**Prompt:**
Arrange every line of the rows below as a Markdown table with two columns, "No." and "Line," and leave out any blank lines.

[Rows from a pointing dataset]
-=-=-

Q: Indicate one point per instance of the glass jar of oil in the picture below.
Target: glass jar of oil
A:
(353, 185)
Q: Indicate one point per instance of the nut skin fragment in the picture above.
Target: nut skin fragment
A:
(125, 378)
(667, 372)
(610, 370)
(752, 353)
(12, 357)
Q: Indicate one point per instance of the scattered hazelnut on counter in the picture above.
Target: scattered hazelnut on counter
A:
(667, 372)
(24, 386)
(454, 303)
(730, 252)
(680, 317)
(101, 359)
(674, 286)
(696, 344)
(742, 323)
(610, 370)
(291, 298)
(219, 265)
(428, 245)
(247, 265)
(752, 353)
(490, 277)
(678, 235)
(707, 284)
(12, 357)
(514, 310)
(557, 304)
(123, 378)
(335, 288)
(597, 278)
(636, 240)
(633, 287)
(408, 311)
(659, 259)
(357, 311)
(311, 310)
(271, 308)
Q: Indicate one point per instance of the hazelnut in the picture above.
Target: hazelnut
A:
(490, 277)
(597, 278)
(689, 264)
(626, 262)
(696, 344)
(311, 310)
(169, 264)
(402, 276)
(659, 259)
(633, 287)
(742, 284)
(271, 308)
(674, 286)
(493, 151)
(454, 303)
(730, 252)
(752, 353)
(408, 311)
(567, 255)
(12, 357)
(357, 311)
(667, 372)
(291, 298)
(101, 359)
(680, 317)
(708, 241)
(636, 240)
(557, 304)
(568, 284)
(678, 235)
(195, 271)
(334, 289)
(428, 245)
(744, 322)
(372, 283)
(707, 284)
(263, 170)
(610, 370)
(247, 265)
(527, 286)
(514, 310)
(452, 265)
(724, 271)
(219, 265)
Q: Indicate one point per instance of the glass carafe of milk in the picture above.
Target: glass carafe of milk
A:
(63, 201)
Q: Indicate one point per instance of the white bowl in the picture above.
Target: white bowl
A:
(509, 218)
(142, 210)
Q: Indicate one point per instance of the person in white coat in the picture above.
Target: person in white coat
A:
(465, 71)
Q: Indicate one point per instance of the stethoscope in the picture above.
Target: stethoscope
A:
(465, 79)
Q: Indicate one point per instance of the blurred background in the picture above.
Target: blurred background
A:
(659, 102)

-=-=-

**Exercise output:**
| No. | Line |
|---|---|
| 1 | Q: Indicate one point per instance of the glass jar of oil in the picture below. |
| 2 | Target: glass jar of oil |
| 3 | A: |
| 4 | (353, 185) |
| 5 | Q: Indicate one point per instance of the nut skin fragment in the picture above. |
| 6 | Target: nut skin fragment |
| 7 | A: |
| 8 | (125, 378) |
| 9 | (667, 372) |
| 10 | (610, 370) |
| 11 | (752, 353) |
| 12 | (12, 357) |
| 13 | Q: Indicate one point per instance of the scattered hazelnut on counter in the picture above. |
| 14 | Target: scattered hazelnut on counter |
| 15 | A: |
| 16 | (667, 372) |
| 17 | (24, 386) |
| 18 | (454, 303) |
| 19 | (730, 252) |
| 20 | (680, 317) |
| 21 | (101, 359) |
| 22 | (674, 286) |
| 23 | (696, 344) |
| 24 | (742, 323) |
| 25 | (610, 370) |
| 26 | (291, 298) |
| 27 | (219, 265) |
| 28 | (428, 245) |
| 29 | (247, 265) |
| 30 | (752, 353) |
| 31 | (490, 277) |
| 32 | (678, 235) |
| 33 | (707, 284) |
| 34 | (12, 357) |
| 35 | (514, 310) |
| 36 | (557, 304) |
| 37 | (123, 378) |
| 38 | (335, 288) |
| 39 | (597, 278) |
| 40 | (636, 240) |
| 41 | (633, 287) |
| 42 | (408, 311) |
| 43 | (659, 259) |
| 44 | (357, 311) |
| 45 | (311, 310) |
| 46 | (271, 308) |
| 47 | Q: Indicate one point per instance of the hazelnut in the picture above. |
| 48 | Target: hazelnut |
| 49 | A: |
| 50 | (490, 277) |
| 51 | (597, 278) |
| 52 | (689, 264) |
| 53 | (626, 262) |
| 54 | (696, 344) |
| 55 | (311, 310) |
| 56 | (169, 264) |
| 57 | (402, 276) |
| 58 | (659, 259) |
| 59 | (633, 287) |
| 60 | (742, 284) |
| 61 | (271, 308) |
| 62 | (674, 286) |
| 63 | (493, 151) |
| 64 | (454, 303) |
| 65 | (730, 252) |
| 66 | (752, 353) |
| 67 | (408, 311) |
| 68 | (567, 255) |
| 69 | (12, 357) |
| 70 | (357, 311) |
| 71 | (667, 372) |
| 72 | (291, 298) |
| 73 | (101, 359) |
| 74 | (680, 317) |
| 75 | (708, 241) |
| 76 | (636, 240) |
| 77 | (557, 304) |
| 78 | (568, 284) |
| 79 | (678, 235) |
| 80 | (195, 271) |
| 81 | (334, 289) |
| 82 | (428, 245) |
| 83 | (744, 322) |
| 84 | (372, 283) |
| 85 | (707, 284) |
| 86 | (263, 170) |
| 87 | (610, 370) |
| 88 | (247, 265) |
| 89 | (527, 286) |
| 90 | (514, 310) |
| 91 | (452, 265) |
| 92 | (724, 271) |
| 93 | (219, 265) |
| 94 | Q: Indicate one point per instance of the glass carafe of milk in the picture above. |
| 95 | Target: glass carafe of milk |
| 96 | A: |
| 97 | (63, 201) |
| 98 | Q: Indicate one point per instance of the white bowl in the picture above. |
| 99 | Target: white bowl |
| 100 | A: |
| 101 | (509, 218) |
| 102 | (142, 210) |
| 103 | Q: Indicate one point per instance of the person in white coat in the picture above. |
| 104 | Target: person in white coat |
| 105 | A: |
| 106 | (465, 71) |
| 107 | Q: Indicate one point per instance of the stethoscope in the picture above. |
| 108 | Target: stethoscope |
| 109 | A: |
| 110 | (465, 79) |
| 111 | Q: Indicate one point per instance of the blurred background in the picture above. |
| 112 | Target: blurred background |
| 113 | A: |
| 114 | (659, 102) |